So after Hillary’s win in PA, the new spin from her supporters, bloggers and politicans alike, is that she’s winning in the popular vote and therefore, she should be the nomiee for president. Obviously, only she can win the big states. He’s faltered now that the pressure is on him. Blah, blah, blah. You know what I say? This is a Pyrrhic victory for Clinton. She may have won the battle, but she won’t win the war.

Let’s look at a few bits of analysis from around the tubes. First, this interesting theory from Kos:

It’s my theory that no endorsement matters except those that deliver a machine. Senators have no machine, so they’re pretty worthless (like Bob Casey). Mayors and machine-state governors, like Nutter and Rendell, matter. Gavin Newsom in San Francisco, who has no machine, didn’t matter, but Antonio Villaraigosa in Los Angeles, who has one of the biggest machines in the planet, delivered strong for Clinton. Obama won Connecticut in large part thanks to New Haven’s mayor John Destefano’s efforts. In Pennsylvania, Clinton had the state’s machine working on her behalf, and it clearly helped cut Obama’s margins in the Philly metro area.

### PROBLEMS TO SOLVE
**1)** Extract a passage from the post on Clinton's Pennsylvania win. Begin at the words "It’s my theory" and stop after "Philly metro area.".
**2)** In the post on Clinton's Pennsylvania win, which mayor does the quoted theory credit with helping Obama win Connecticut?
**3)** Carry on the post on Clinton's Pennsylvania win, starting after its final sentence.

### SUPPLIED MATERIAL
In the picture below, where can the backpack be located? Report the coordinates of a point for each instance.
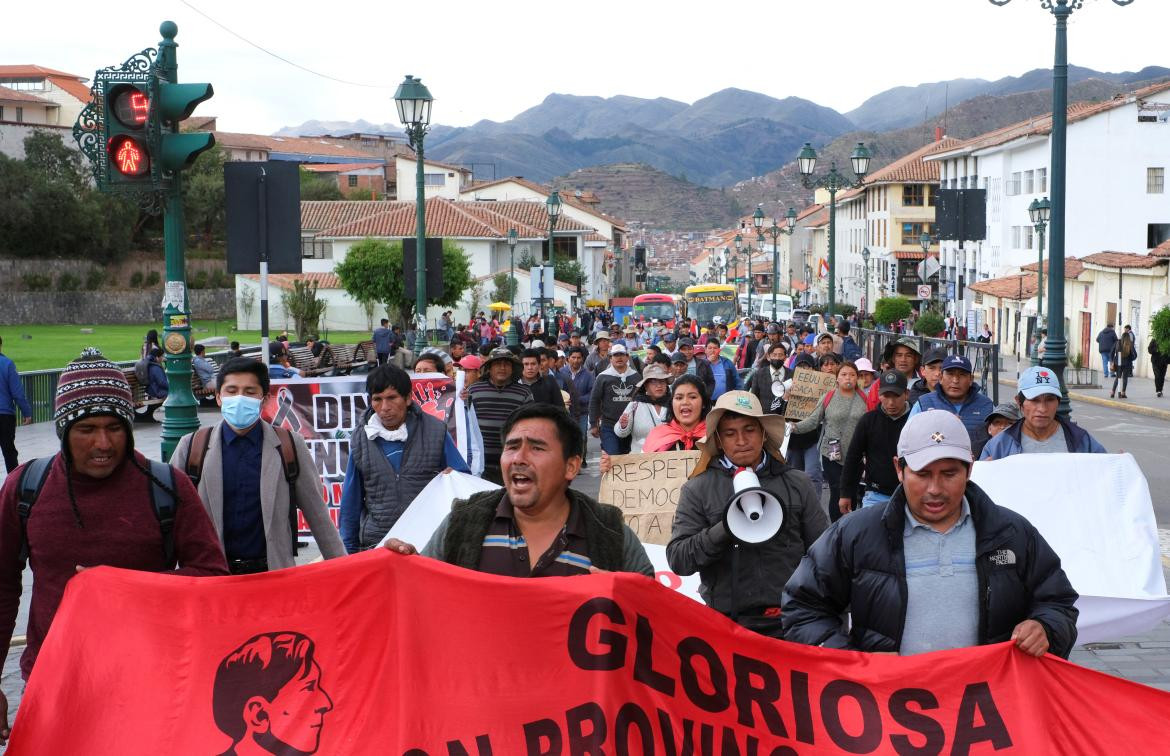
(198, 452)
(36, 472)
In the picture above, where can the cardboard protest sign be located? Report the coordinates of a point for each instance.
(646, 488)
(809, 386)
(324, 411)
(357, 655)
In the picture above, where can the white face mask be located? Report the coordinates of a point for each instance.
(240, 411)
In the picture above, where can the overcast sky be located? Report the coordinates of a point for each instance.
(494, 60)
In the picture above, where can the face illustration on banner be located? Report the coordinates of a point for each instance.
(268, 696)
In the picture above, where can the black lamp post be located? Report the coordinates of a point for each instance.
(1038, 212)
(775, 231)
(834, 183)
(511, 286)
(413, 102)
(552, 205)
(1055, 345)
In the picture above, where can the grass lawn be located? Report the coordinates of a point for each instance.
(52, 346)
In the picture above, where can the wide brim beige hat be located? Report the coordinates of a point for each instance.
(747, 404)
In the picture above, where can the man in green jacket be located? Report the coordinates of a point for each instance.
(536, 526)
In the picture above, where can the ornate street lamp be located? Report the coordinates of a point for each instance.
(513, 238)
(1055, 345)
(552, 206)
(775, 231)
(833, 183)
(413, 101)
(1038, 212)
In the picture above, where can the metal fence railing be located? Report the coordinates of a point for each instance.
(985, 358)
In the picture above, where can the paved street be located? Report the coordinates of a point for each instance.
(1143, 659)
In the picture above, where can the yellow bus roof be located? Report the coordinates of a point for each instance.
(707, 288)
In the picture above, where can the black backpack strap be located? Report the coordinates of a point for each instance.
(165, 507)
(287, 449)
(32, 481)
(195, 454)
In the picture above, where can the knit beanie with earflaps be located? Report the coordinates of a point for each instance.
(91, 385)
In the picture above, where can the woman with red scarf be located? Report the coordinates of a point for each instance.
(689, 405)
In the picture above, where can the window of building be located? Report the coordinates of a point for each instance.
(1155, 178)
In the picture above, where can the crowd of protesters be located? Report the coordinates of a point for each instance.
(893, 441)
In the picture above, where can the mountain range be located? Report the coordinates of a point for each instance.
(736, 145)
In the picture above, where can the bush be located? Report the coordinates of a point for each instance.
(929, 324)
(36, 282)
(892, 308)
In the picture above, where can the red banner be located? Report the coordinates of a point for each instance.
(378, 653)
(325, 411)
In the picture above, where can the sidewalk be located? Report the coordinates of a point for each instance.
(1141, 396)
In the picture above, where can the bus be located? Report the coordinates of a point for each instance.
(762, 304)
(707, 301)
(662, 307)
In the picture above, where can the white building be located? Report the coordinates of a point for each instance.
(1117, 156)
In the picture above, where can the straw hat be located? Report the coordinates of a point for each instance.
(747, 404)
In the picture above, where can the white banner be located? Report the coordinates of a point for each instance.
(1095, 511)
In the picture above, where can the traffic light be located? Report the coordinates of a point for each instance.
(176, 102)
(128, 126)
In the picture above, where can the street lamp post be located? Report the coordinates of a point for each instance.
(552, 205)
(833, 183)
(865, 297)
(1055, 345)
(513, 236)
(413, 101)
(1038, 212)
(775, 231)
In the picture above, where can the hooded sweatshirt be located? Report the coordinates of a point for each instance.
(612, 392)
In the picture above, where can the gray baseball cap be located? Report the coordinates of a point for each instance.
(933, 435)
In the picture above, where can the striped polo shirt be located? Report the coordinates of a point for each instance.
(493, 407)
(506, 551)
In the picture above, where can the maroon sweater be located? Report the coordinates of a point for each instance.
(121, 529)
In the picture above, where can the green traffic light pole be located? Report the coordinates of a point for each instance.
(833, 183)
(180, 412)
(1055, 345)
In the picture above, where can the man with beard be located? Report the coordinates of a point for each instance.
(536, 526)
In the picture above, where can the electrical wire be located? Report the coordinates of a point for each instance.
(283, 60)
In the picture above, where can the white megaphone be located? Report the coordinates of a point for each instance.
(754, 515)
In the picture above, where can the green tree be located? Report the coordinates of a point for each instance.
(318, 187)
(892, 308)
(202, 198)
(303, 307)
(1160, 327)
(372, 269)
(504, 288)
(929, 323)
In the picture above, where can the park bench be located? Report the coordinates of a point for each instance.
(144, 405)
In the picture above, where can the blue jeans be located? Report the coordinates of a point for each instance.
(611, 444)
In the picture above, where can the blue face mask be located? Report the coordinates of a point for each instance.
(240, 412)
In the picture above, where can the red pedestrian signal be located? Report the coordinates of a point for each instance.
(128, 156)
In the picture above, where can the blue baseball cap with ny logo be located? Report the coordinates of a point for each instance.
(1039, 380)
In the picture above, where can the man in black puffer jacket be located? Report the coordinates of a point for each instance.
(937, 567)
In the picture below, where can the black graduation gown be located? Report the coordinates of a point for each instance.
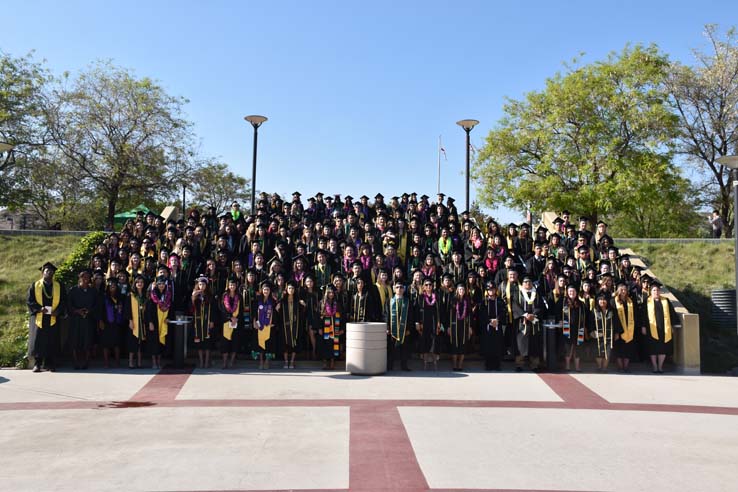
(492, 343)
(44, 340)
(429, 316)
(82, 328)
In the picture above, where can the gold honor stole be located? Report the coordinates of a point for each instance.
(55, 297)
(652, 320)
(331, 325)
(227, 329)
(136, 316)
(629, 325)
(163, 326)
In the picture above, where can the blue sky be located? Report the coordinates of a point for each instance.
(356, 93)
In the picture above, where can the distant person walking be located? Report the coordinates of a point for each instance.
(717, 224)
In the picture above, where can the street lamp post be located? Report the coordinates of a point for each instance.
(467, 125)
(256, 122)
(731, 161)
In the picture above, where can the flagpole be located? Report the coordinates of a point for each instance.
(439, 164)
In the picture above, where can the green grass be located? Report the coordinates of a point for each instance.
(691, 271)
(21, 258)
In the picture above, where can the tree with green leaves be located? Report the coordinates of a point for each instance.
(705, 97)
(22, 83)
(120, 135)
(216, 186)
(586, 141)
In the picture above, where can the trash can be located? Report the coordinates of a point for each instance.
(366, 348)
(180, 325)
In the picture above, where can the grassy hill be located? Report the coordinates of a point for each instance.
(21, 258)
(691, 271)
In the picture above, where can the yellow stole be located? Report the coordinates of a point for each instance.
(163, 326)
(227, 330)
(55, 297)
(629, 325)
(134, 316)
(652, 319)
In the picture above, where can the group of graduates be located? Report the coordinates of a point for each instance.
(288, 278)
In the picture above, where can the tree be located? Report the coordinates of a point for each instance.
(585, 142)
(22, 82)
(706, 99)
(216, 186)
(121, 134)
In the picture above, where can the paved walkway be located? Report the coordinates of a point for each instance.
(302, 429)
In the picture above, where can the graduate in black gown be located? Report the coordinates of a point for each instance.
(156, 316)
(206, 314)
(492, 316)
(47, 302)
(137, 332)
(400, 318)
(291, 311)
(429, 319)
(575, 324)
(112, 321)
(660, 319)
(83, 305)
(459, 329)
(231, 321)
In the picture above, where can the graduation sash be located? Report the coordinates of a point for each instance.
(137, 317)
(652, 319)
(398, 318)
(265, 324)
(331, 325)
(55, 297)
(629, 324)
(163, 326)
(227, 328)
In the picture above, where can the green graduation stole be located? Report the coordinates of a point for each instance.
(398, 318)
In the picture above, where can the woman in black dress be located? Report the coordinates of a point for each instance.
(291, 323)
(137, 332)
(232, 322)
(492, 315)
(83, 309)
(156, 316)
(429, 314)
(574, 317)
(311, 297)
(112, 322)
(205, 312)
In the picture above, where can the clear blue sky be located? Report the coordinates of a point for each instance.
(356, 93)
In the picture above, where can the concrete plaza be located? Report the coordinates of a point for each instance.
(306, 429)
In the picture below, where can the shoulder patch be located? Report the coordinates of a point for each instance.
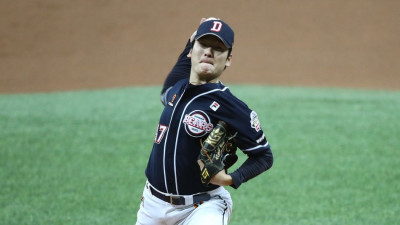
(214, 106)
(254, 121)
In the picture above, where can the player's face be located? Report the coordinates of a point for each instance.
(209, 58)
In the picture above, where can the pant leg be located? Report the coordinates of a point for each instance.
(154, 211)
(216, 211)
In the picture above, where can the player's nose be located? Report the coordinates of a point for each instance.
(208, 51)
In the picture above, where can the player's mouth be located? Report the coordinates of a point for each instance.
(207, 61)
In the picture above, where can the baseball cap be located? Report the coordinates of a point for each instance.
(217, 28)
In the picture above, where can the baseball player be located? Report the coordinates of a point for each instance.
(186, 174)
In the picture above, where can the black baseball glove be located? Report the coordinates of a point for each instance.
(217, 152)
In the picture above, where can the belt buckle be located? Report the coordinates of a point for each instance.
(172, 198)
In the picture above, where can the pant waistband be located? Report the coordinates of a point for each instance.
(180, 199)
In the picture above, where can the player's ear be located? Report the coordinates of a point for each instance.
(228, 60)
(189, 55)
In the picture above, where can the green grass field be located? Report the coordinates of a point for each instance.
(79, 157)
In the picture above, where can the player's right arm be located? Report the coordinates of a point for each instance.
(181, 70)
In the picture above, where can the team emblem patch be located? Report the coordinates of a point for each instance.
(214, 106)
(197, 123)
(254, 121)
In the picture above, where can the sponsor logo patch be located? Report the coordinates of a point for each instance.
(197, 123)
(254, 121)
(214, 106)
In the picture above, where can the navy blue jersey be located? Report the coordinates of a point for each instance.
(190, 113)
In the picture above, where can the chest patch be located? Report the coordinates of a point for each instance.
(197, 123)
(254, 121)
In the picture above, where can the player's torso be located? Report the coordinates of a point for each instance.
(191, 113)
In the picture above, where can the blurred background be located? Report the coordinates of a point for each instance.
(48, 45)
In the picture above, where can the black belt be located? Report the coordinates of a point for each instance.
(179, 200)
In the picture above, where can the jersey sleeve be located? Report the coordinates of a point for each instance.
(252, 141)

### WRITTEN ANSWERS
**1)**
It’s my theory that no endorsement matters except those that deliver a machine. Senators have no machine, so they’re pretty worthless (like Bob Casey). Mayors and machine-state governors, like Nutter and Rendell, matter. Gavin Newsom in San Francisco, who has no machine, didn’t matter, but Antonio Villaraigosa in Los Angeles, who has one of the biggest machines in the planet, delivered strong for Clinton. Obama won Connecticut in large part thanks to New Haven’s mayor John Destefano’s efforts. In Pennsylvania, Clinton had the state’s machine working on her behalf, and it clearly helped cut Obama’s margins in the Philly metro area.

**2)** John Destefano, the mayor of New Haven.

**3)**
That will even work in a place like here in NJ, where the state government is one big giant machine, and we already know Jon Corzine is cuckoo for Hillary. I’m on his email list and he’s put out several emails in support of Hillary.

Then, we have the reality of the numbers, as explained by Charlie Cook:

But today, she is 133 delegates behind Obama, 1,728 to 1,595, according to NBC News. At this point last week, she trailed by 136 delegates. Since then Clinton has scored a net gain of 10 delegates in Pennsylvania, according to NBC, but has lost a few more superdelegates, so she has made little headway.

Let’s not forget that her projections of primary vote include Michigan and Florida, the two races that don’t count because they broke the DNC’s primary rules. Besides, it’s not about the votes that matters. It’s all about the delegates stupid! More from Cook:

But you can’t change how the game is played once it has begun. The Democrats have decided that the nominee will be determined by the number of delegates won, not by the popular vote, and that primaries held in direct violation of party rules (in this case, Florida’s and Michigan’s) don’t count. End of discussion.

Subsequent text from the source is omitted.